*** Opening The data ***

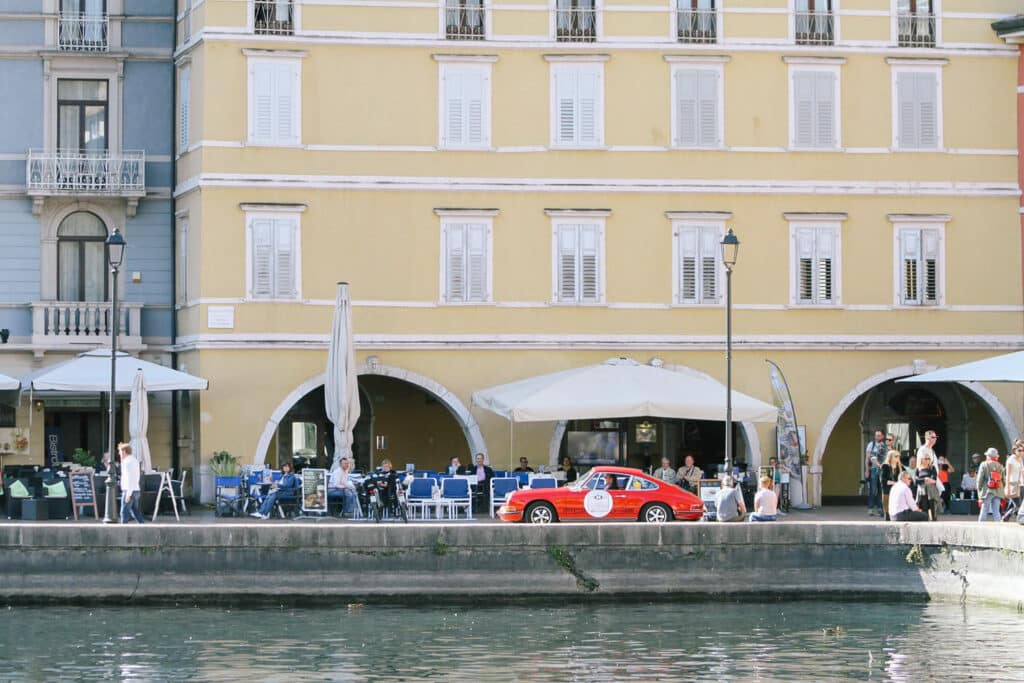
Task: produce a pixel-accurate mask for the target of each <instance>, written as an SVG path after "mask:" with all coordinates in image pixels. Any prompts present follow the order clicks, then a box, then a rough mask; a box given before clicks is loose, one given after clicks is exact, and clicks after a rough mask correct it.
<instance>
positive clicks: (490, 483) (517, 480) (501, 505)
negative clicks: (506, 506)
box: [490, 476, 519, 519]
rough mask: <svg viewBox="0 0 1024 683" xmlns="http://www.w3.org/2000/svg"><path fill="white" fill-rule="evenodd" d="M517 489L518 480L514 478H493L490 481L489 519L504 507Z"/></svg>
mask: <svg viewBox="0 0 1024 683" xmlns="http://www.w3.org/2000/svg"><path fill="white" fill-rule="evenodd" d="M518 489H519V480H518V479H516V478H515V477H497V476H496V477H495V478H493V479H492V480H490V518H492V519H494V517H495V511H496V510H497V509H498V508H500V507H501V506H503V505H505V502H506V501H507V500H508V497H509V496H510V495H511V494H513V493H514V492H516V490H518Z"/></svg>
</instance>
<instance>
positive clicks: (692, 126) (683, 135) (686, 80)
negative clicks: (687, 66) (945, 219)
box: [676, 69, 700, 147]
mask: <svg viewBox="0 0 1024 683" xmlns="http://www.w3.org/2000/svg"><path fill="white" fill-rule="evenodd" d="M699 87H700V86H699V82H698V73H697V72H696V71H693V70H684V69H681V70H679V71H677V72H676V144H677V145H678V146H681V147H693V146H696V145H697V129H698V122H699V120H700V114H699V102H698V99H699V97H698V95H699Z"/></svg>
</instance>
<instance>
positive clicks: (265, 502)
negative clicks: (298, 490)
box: [252, 462, 299, 519]
mask: <svg viewBox="0 0 1024 683" xmlns="http://www.w3.org/2000/svg"><path fill="white" fill-rule="evenodd" d="M298 490H299V478H298V477H297V476H295V474H294V473H293V472H292V464H291V463H289V462H285V463H283V464H282V466H281V479H280V480H279V481H278V483H275V484H274V485H273V488H272V489H271V490H270V493H269V494H267V496H266V498H265V499H263V505H261V506H259V511H258V512H254V513H253V514H252V516H253V517H259V518H260V519H269V518H270V513H271V512H273V506H274V505H276V504H278V499H279V498H280V497H281V495H282V494H295V493H296V492H298Z"/></svg>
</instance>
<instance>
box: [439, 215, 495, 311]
mask: <svg viewBox="0 0 1024 683" xmlns="http://www.w3.org/2000/svg"><path fill="white" fill-rule="evenodd" d="M441 240H442V244H443V254H442V258H443V264H442V268H441V271H442V278H443V285H442V293H443V294H442V296H443V300H444V302H445V303H484V302H487V301H489V300H490V221H489V219H481V218H478V217H462V218H452V219H442V221H441Z"/></svg>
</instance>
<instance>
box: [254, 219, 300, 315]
mask: <svg viewBox="0 0 1024 683" xmlns="http://www.w3.org/2000/svg"><path fill="white" fill-rule="evenodd" d="M247 222H248V243H247V244H248V257H249V258H248V266H249V267H248V275H249V288H248V289H249V293H248V294H249V298H251V299H298V298H299V296H300V288H299V257H300V251H299V217H298V215H297V214H278V213H268V212H256V213H251V214H248V220H247Z"/></svg>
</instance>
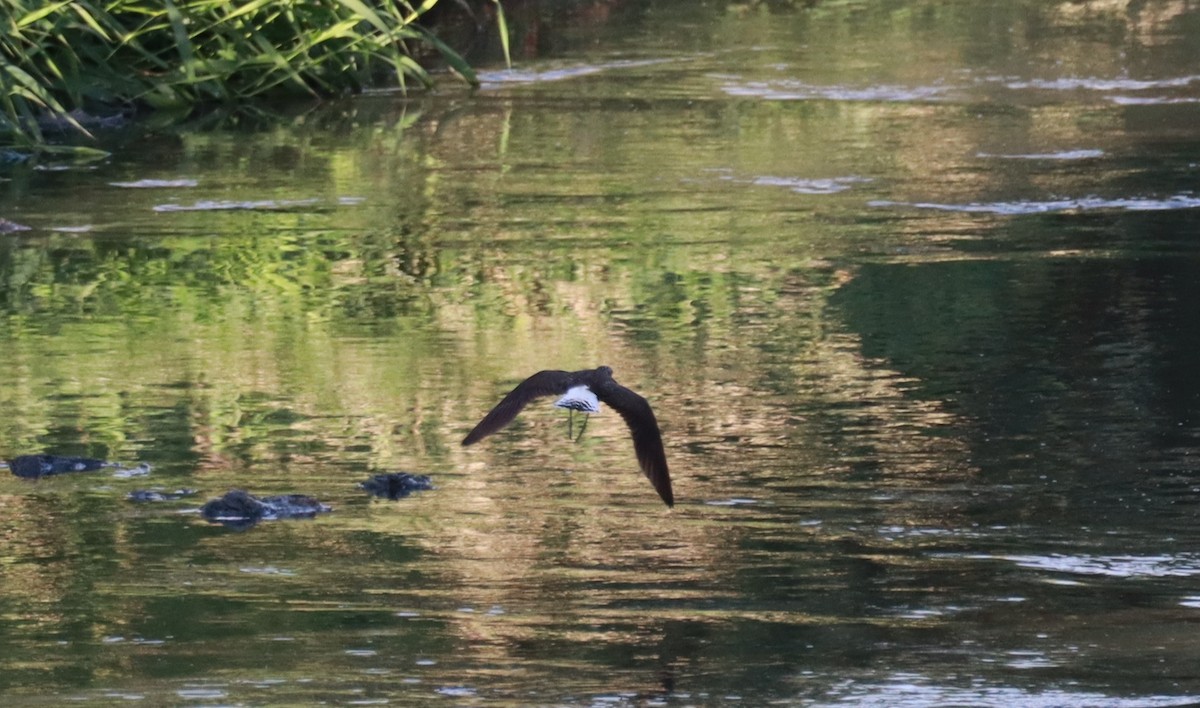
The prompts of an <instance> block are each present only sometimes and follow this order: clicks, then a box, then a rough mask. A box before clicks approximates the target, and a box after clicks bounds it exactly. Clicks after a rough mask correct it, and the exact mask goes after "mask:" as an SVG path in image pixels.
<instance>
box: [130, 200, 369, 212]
mask: <svg viewBox="0 0 1200 708" xmlns="http://www.w3.org/2000/svg"><path fill="white" fill-rule="evenodd" d="M361 202H362V198H360V197H338V198H337V199H336V200H335V202H332V205H337V206H350V205H354V204H360V203H361ZM328 204H330V203H329V202H326V200H324V199H318V198H316V197H312V198H307V199H251V200H245V202H242V200H236V199H203V200H200V202H193V203H191V204H156V205H155V206H154V210H155V211H160V212H169V211H230V210H251V211H286V210H289V209H301V208H305V206H319V205H328Z"/></svg>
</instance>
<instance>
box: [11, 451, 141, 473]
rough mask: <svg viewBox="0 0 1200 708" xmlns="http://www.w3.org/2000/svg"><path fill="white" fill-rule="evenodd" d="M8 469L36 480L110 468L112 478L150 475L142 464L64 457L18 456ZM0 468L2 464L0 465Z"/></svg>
mask: <svg viewBox="0 0 1200 708" xmlns="http://www.w3.org/2000/svg"><path fill="white" fill-rule="evenodd" d="M7 464H8V469H10V472H12V473H13V474H14V475H17V476H23V478H26V479H37V478H41V476H49V475H52V474H66V473H70V472H95V470H97V469H106V468H112V469H115V470H116V472H115V473H114V476H120V478H131V476H143V475H146V474H150V466H149V464H146V463H145V462H143V463H142V464H138V466H136V467H126V466H124V464H121V463H120V462H109V461H108V460H97V458H95V457H68V456H65V455H20V456H18V457H13V458H12V460H10V461H8V463H7ZM0 466H2V464H0Z"/></svg>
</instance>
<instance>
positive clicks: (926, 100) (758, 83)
mask: <svg viewBox="0 0 1200 708" xmlns="http://www.w3.org/2000/svg"><path fill="white" fill-rule="evenodd" d="M721 90H722V91H725V92H726V94H728V95H730V96H744V97H751V98H763V100H767V101H858V102H894V103H902V102H914V101H938V100H943V98H944V97H946V95H947V94H948V92H949V91H950V90H952V88H950V86H943V85H925V86H901V85H875V86H845V85H817V84H809V83H805V82H802V80H798V79H778V80H770V82H730V83H726V84H725V85H722V86H721Z"/></svg>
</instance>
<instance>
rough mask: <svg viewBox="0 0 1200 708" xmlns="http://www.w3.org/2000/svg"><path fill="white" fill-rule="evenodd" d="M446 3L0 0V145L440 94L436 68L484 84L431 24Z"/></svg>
mask: <svg viewBox="0 0 1200 708" xmlns="http://www.w3.org/2000/svg"><path fill="white" fill-rule="evenodd" d="M437 1H438V0H424V1H422V2H420V4H419V5H413V4H409V2H407V1H404V0H395V1H388V0H384V1H379V0H270V1H268V0H250V1H245V2H224V1H217V0H174V1H173V0H108V1H107V2H100V1H92V0H73V1H58V2H50V4H44V2H42V1H38V0H0V8H2V10H0V25H2V26H0V101H2V104H0V142H10V143H16V144H25V145H29V144H37V143H42V142H43V140H44V138H46V133H47V132H48V131H50V130H67V131H78V132H84V133H85V132H86V130H88V128H86V126H85V124H86V122H88V121H89V120H92V119H95V118H98V116H106V115H116V114H121V113H125V112H128V110H131V109H136V108H144V107H150V108H160V109H162V108H174V109H179V110H185V112H190V110H191V109H194V108H197V107H199V106H204V104H220V103H226V104H228V103H235V102H236V103H242V102H245V103H253V102H256V101H264V100H272V98H276V97H281V96H284V97H286V96H304V95H312V96H331V95H340V94H344V92H350V91H358V90H362V89H365V88H371V86H380V85H397V86H400V88H402V89H403V88H408V86H409V85H410V84H413V83H416V84H420V85H430V84H431V82H432V79H431V77H430V73H428V70H427V68H426V66H427V64H425V62H422V61H421V60H422V59H430V58H433V59H440V61H443V62H444V64H446V65H448V66H450V67H451V68H452V70H455V71H456V72H457V73H458V74H460V76H461V77H462V78H463V79H464V80H467V82H468V83H472V84H474V83H475V77H474V73H473V72H472V68H470V66H469V65H468V64H467V62H466V61H464V60H463V59H462V56H461V55H460V54H457V53H456V52H455V50H454V49H451V48H450V47H449V46H448V44H446V43H444V42H443V41H442V40H439V38H438V37H437V36H436V35H433V34H432V32H431V31H428V30H427V29H425V28H424V26H422V24H421V19H422V17H425V16H426V13H427V12H428V11H431V10H432V8H433V6H434V5H437ZM494 10H496V11H497V12H499V4H498V2H497V4H496V5H494ZM499 17H500V26H502V30H503V14H500V16H499Z"/></svg>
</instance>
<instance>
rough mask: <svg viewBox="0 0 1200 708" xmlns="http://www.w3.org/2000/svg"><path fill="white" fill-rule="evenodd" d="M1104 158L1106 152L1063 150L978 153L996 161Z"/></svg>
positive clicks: (1054, 159) (1103, 151)
mask: <svg viewBox="0 0 1200 708" xmlns="http://www.w3.org/2000/svg"><path fill="white" fill-rule="evenodd" d="M1103 156H1104V150H1062V151H1058V152H1026V154H1015V155H1003V154H995V152H976V157H990V158H995V160H1092V158H1094V157H1103Z"/></svg>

*** Closing The data ***

**Task directions:** Find all the lines with "each" in the data and copy them.

**Solution to this exercise:**
Task: produce a pixel-accurate mask for the target of each <instance>, written as an SVG path after "mask:" with all coordinates in image pixels. Any prompts present follow the order clicks, then a box, then a rough mask; a box given before clicks is loose, one given after clicks is exact, and clicks after a rough mask correct it.
The prompts of an <instance> block are each present only sometimes and follow this order: clicks, then a box, then a rough mask. A box before clicks approximates the target, and a box after clicks bounds it exactly. Clicks after a rough mask correct it, and the exact mask goes after "mask:" as an SVG path in image pixels.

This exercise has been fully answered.